(Natural-language object grounding data)
****************************************

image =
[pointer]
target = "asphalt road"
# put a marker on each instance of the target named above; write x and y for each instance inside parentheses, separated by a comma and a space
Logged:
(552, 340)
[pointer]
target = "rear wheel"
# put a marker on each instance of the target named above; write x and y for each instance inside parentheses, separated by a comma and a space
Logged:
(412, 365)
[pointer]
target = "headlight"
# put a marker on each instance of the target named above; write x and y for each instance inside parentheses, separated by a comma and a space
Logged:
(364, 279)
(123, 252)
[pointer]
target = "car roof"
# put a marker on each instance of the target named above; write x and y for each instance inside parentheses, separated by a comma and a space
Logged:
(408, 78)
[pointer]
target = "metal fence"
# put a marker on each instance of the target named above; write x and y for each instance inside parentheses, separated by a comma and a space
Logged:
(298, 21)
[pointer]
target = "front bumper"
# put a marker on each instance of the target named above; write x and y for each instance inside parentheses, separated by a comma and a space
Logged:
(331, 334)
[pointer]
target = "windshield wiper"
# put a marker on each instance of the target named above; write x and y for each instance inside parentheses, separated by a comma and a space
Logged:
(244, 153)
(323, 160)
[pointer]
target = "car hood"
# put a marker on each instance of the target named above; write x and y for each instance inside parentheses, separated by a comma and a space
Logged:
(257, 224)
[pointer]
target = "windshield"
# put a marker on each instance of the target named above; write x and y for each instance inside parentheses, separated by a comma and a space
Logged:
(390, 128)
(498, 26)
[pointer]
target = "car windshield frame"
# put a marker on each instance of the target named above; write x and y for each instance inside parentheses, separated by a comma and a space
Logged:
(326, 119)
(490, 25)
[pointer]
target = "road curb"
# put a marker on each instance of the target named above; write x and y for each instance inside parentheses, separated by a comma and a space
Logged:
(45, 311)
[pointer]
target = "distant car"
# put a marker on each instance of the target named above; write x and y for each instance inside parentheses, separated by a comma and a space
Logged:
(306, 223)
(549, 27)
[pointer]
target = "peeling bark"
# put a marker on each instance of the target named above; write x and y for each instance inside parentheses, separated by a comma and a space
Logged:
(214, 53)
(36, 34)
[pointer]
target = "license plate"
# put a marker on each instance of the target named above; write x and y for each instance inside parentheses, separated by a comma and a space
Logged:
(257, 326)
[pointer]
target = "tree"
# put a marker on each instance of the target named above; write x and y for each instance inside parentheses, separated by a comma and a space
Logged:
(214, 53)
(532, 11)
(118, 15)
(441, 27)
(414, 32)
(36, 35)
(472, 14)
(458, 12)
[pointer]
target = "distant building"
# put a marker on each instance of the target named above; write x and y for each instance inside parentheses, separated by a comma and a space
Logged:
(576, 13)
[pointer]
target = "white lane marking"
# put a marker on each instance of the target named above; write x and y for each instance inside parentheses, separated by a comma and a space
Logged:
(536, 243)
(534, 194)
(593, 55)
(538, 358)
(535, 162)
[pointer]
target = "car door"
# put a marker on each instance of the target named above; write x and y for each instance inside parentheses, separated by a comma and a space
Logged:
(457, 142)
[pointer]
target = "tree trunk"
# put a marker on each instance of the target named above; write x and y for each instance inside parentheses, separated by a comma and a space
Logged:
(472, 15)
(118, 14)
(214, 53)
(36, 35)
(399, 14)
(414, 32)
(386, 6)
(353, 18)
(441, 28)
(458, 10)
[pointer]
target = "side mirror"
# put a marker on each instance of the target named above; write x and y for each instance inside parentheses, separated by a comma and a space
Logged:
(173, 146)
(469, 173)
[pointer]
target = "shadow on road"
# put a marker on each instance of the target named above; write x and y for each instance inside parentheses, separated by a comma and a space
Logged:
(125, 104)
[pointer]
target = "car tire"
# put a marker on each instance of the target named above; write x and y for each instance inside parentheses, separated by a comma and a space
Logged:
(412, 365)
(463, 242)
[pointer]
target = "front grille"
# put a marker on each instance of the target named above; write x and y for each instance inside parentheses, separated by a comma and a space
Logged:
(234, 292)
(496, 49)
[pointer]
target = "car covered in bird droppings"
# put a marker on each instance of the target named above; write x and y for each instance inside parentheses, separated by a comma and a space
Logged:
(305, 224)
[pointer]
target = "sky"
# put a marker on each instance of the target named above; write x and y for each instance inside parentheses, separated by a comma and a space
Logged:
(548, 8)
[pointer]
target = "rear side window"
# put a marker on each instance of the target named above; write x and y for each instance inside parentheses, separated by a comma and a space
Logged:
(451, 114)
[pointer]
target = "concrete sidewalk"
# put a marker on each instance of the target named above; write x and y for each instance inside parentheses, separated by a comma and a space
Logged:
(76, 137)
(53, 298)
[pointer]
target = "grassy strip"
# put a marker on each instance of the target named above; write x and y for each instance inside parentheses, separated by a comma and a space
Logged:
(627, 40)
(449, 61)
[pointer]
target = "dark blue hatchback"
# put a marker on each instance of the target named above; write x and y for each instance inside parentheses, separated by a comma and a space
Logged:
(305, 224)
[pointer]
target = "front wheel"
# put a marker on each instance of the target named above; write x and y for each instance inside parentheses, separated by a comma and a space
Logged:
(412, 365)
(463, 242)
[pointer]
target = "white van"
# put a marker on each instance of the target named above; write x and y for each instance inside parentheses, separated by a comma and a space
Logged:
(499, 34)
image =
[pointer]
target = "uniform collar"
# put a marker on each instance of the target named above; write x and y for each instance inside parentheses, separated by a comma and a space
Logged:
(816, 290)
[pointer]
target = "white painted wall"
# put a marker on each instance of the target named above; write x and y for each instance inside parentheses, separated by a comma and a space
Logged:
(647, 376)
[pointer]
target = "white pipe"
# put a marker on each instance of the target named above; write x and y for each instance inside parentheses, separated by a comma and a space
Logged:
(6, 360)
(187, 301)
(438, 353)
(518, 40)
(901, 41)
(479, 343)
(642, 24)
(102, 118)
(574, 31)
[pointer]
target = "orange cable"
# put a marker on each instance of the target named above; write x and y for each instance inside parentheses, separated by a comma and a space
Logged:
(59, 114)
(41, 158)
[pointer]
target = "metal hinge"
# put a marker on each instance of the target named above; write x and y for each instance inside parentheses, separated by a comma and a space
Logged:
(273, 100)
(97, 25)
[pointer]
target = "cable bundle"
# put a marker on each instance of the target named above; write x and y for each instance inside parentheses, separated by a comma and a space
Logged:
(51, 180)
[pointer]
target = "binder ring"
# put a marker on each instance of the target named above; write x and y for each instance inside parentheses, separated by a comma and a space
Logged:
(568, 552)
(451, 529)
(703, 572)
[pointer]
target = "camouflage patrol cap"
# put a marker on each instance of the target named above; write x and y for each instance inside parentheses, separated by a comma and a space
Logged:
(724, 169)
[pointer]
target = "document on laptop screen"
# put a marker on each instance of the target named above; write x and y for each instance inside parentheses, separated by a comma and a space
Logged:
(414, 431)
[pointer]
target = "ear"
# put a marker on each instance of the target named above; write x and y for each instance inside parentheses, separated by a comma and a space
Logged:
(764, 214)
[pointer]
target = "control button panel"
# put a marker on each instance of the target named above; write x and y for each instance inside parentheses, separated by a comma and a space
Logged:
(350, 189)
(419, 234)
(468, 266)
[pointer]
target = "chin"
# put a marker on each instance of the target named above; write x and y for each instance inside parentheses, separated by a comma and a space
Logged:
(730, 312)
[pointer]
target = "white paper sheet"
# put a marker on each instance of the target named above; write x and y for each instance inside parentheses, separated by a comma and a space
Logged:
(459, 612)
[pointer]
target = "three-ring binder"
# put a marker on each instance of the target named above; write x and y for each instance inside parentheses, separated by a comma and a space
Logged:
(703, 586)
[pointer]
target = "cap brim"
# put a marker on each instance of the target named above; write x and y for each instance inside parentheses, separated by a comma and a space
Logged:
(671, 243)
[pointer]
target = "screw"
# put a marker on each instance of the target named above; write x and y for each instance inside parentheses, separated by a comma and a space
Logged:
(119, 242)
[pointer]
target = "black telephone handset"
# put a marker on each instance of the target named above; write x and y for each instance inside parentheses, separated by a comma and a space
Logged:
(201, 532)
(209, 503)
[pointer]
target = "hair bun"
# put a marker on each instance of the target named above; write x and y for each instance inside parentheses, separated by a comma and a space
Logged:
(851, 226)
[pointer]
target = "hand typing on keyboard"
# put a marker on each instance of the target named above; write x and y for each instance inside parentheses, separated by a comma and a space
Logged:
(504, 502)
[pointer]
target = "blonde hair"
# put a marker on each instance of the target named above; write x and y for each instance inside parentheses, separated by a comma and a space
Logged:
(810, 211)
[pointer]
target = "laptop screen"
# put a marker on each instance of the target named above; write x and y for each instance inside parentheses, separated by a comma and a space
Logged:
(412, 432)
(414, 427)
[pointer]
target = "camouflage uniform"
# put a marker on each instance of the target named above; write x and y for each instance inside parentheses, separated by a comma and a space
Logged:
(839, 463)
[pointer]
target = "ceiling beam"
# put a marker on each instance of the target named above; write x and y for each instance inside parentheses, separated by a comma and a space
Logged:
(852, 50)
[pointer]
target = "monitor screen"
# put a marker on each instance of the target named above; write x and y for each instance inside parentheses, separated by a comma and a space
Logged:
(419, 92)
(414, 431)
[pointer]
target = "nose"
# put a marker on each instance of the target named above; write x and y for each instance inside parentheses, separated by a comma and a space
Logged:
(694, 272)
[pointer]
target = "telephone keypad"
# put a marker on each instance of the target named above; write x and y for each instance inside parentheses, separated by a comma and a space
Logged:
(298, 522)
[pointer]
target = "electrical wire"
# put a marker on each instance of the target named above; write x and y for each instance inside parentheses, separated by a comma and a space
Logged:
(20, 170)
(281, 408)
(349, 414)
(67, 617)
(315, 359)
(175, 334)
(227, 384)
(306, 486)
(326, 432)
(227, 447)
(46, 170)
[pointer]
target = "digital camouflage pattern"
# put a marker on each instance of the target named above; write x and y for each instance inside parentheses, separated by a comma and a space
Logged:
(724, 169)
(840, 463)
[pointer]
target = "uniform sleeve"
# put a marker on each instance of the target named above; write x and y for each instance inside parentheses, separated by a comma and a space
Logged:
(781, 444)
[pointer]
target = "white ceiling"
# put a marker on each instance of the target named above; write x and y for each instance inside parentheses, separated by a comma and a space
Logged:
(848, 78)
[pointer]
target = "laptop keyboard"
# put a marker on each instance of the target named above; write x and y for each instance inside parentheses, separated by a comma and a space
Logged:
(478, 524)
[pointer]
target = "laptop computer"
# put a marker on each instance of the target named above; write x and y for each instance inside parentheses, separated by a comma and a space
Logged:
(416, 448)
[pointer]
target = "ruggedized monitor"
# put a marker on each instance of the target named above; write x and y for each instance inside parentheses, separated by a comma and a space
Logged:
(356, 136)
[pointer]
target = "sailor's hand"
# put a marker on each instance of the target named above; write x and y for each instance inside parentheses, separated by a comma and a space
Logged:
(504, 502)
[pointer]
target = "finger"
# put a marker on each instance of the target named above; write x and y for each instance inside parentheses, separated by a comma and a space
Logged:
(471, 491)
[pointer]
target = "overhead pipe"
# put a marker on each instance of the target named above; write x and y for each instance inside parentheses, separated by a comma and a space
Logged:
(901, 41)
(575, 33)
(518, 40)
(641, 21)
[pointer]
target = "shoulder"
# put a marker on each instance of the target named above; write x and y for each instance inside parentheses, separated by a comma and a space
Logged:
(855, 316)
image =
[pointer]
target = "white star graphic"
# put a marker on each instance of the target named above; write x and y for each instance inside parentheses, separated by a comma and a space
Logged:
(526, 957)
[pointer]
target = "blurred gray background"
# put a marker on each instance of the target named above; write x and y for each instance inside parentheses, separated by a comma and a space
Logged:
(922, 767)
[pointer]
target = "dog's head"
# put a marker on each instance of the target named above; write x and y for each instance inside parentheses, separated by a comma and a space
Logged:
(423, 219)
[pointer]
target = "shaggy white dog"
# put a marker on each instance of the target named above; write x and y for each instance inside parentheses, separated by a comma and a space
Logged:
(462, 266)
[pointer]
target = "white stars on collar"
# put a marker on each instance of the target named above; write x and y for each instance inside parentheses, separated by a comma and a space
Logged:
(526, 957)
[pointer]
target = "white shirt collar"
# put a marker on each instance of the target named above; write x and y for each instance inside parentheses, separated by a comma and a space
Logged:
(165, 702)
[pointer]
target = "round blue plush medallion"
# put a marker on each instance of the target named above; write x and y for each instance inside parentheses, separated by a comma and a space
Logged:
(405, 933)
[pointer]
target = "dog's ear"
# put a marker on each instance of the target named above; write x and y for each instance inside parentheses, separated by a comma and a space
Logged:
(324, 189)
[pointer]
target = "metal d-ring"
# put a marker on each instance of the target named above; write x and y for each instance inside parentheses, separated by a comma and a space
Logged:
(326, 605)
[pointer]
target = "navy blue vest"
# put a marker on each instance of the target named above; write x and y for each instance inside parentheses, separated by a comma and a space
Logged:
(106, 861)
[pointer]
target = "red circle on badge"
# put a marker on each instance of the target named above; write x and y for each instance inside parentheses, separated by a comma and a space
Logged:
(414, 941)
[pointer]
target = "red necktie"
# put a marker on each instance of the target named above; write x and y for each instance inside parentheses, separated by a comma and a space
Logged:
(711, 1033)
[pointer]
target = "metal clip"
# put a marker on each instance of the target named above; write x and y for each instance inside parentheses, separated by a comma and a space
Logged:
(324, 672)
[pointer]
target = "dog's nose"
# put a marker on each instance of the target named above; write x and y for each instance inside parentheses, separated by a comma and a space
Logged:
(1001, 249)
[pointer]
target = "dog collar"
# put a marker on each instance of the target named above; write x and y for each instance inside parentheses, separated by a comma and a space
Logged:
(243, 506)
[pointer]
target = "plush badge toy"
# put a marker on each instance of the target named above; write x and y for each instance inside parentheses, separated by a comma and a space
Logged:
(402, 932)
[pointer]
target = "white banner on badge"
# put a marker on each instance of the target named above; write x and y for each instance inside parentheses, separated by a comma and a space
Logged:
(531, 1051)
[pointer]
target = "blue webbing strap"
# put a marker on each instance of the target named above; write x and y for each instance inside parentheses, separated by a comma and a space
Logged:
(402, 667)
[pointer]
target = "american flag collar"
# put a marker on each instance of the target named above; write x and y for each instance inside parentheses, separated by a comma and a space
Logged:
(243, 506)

****************************************

● **Task item**: Report each line in the preceding entries that holds the string "distant".

● **Answer to the problem**:
target = "distant car"
target = "distant building"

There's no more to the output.